I first heard about the Indagatore dell'Incubo back in 1994. I was working in Frascati, and my only contact with the English-speaking world was a weekly paper called The European  (which sank as fast as its owner, the late and unlamented Robert Maxwell). One week I read a review of an Italian movie called Dellamorte Dellamore. In truth, the movie didn't sound all that great. What sounded more interesting was the source material, a comic strip (un fumetto) called Dylan Dog. A London-based private investigator who deals in the stuff of nightmares. A clarinet-playing, model galleon-building don Giovanni (the spitting image of Rupert Everett circa 1987), who works with the Robert Morley-lookalike Inspector Bloch; and an assistant who may or may not be Groucho Marx.

Oh yes, this was something I wanted to read. Comic strips are actually a very good way of learning a language : they're told almost entirely in dialogue, the pictures give context to unfamiliar language, and they're very good for idiomatic expressions (I can still remember the German for "My Spider-Sense is tingling" even if - regrettably - I've not yet had occasion to use it). But I didn't need any excuses. I just wanted to read about "The Nightmare Investigator".

Then, wonderfully, La Repubblica announced that they were reprinting the first 150 stories in 50 volumes. Beautifully presented and bound, in full colour, and with scholarly explanatory notes.

Dylan was created by the writer Tiziano Sclavi. Sclavi has a forensic knowledge of horror, and - more importantly - of its tropes. He loves to play intertextual games with the reader, and he did so long before Wes Craven's Scream. Just as one thinks that a particular episode is just a bit too close to David Cronenberg's The Dead Zone for comfort, he has a character break the fourth wall and say exactly the same thing. His scripts are full of references to music, art, literature and popular culture.

Sclavi and Dylan eventually became victims of their own success. The early episodes, whilst brilliant in many ways, have an absolutely staggering level of gore and violence (inevitable, perhaps, given the source material - the horror movies of George A Romero, Dario Argento and Lucio Fulci). Kids - I thought, at the end of the first volume - should really, really not be reading this. Of course, they were, and in great numbers. Questions were asked, Sclavi was told to turn the gore down, and the nature of the strip changed. Possibly for the better. What had been lost in terms of sheer visceral impact was more than made up for in terms of characterisation, humour, and intelligence

The Italians love their fumetti, from the cowboy Tex Willer to master criminal Diabolik. But Dylan was different. For the first time, here was a comic strip hero (to be honest, a slightly rubbish hero - he rarely demonstrates much deductive ability) who had the respect of the intelligentsia. The philosopher Giulio Giorello's La filosofia di Dylan Dog can be found on Youtube; whilst the great semiologist Umberto Eco made an appearance in the series as the thinly disguised "Humbert Coe".

■ ■ ■ ■

**Task directions**
Transcribe the stretch of the Dylan Dog text above from "Then, wonderfully, La" through "and popular culture.".

**Data section**

■ ■ ■ ■

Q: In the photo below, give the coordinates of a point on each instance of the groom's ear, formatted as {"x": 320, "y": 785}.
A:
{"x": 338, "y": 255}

■ ■ ■ ■

**Exercise response**
Then, wonderfully, La Repubblica announced that they were reprinting the first 150 stories in 50 volumes. Beautifully presented and bound, in full colour, and with scholarly explanatory notes.

Dylan was created by the writer Tiziano Sclavi. Sclavi has a forensic knowledge of horror, and - more importantly - of its tropes. He loves to play intertextual games with the reader, and he did so long before Wes Craven's Scream. Just as one thinks that a particular episode is just a bit too close to David Cronenberg's The Dead Zone for comfort, he has a character break the fourth wall and say exactly the same thing. His scripts are full of references to music, art, literature and popular culture.